• **Texte source**
>>>>>

Vie spirituelle

« Mais pour vous qui suis-je ? » - Père R.Cantalamessa


P. Cantalamessa : « Mais pour vous qui suis-je ? »

Méditation de l'Evangile du dimanche 26 novembre 2006


Evangile de Jésus Christ selon saint Jean 18, 33-37




Voici qu'il vient parmi les nuées...

Dans l'Evangile d'aujourd'hui, Pilate demande à Jésus : « Es-tu le roi des Juifs ? » et Jésus répond : « C'est toi qui dis que je suis roi ». Peu de temps auparavant Caïphe lui avait posé la même question sous une autre forme : « Es-tu le Messie, le Fils du Dieu béni ? » et là également Jésus avait répondu par l'affirmative : « Je le suis ! » (Mc 14, 61-62). Selon l'Evangile de Marc, Jésus renforce même cette réponse en citant et en appliquant à lui-même ce que le prophète Daniel avait dit du Fils de l'homme qui vient avec les nuées du ciel et reçoit le royaume qui ne passe jamais (1ère lecture). Une vision grandiose dans laquelle le Christ apparaît à la fois dans l'histoire et au-dessus de l'histoire, à la fois temporel et éternel.

A côté de cette image glorieuse du Christ nous trouvons, dans les lectures de cette fête [du Christ Roi, ndlr], l'image de Jésus humble et souffrant, plus soucieux de faire de ses disciples des rois que de régner sur eux. Dans le passage tiré de l'Apocalypse il est défini comme Celui « qui nous aime, qui nous a délivrés de nos péchés par son sang, qui a fait de nous le royaume et les prêtres de Dieu son Père ».

Il a toujours été difficile de garder unies ces deux prérogatives du Christ - majesté et humilité - dérivant de ses deux natures, divine et humaine. L'homme d'aujourd'hui n'a pas de difficulté à reconnaître en Jésus l'ami et le frère universel, mais il a du mal à le proclamer également Seigneur et lui reconnaître un vrai pouvoir sur lui.

<<<<<

• **Données fournies**
>>>>>

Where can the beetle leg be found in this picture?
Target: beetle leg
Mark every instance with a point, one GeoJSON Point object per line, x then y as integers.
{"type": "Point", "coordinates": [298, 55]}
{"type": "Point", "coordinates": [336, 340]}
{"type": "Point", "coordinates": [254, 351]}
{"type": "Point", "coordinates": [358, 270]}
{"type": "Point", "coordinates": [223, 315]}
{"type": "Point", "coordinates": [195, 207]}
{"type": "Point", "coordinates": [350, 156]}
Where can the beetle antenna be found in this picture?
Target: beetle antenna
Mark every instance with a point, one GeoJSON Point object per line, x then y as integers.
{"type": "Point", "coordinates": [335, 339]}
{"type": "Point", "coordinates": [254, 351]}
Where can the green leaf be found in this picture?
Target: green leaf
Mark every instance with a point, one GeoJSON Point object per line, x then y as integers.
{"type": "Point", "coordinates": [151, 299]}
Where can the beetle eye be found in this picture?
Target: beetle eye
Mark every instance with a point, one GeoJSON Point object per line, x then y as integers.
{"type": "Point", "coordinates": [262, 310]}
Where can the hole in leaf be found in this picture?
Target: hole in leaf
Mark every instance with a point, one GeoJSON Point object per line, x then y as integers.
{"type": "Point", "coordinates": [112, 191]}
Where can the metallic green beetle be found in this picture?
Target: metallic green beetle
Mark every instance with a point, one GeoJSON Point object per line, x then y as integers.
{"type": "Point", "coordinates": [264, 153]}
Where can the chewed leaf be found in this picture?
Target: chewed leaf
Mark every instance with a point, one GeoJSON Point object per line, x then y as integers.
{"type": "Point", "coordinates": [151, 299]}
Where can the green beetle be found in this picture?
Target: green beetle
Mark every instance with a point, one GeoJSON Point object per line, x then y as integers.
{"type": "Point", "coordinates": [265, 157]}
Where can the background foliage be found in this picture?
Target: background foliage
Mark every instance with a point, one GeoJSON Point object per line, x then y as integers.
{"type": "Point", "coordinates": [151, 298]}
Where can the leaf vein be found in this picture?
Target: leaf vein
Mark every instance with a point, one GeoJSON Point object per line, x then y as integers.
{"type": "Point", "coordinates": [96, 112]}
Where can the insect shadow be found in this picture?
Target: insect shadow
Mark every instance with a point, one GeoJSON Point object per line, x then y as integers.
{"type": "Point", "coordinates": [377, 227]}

<<<<<

• **Consignes de l'exercice**
Rédigez la suite de la méditation sur l'Évangile du Christ Roi, en reprenant après sa dernière phrase.

• **Réponse ci-dessous**
Si nous considérons les films sur Jésus, cette difficulté saute aux yeux. En général, le cinéma opte pour le Jésus doux, persécuté, incompris, proche de l'homme au point de partager ses luttes, ses rébellions, son désir d'une vie normale. C'est la ligne de Jésus Christ Superstar et, plus cru et désacralisant, La dernière tentation du Christ de Martin Scorsese. Pier Paolo Pasolini, dans l'Evangile selon Matthieu nous présente lui aussi ce Jésus ami des apôtres et des hommes, à notre portée, même s'il possède une certaine dimension de mystère, exprimée avec beaucoup de poésie, surtout à travers quelques silences extrêmement efficaces. Seul Franco Zeffirelli, dans son Jésus de Nazareth s'est efforcé de conserver ces deux aspects. Jésus y est présenté comme un homme parmi les hommes, avenant et accessible, mais, dans le même temps, comme quelqu'un qui, avec ses miracles et sa résurrection, nous place devant le mystère de sa personne qui transcende l'humain.

Il ne s'agit pas de discréditer les tentatives de proposer à nouveau en termes accessibles et populaires la vie de Jésus. A son époque, Jésus ne se sentait pas offensé si « les gens » le considéraient comme l'un des prophètes. Il demandait cependant aux apôtres : « Mais pour vous qui suis-je ? » sous-entendant que les réponses des gens n'étaient pas suffisantes.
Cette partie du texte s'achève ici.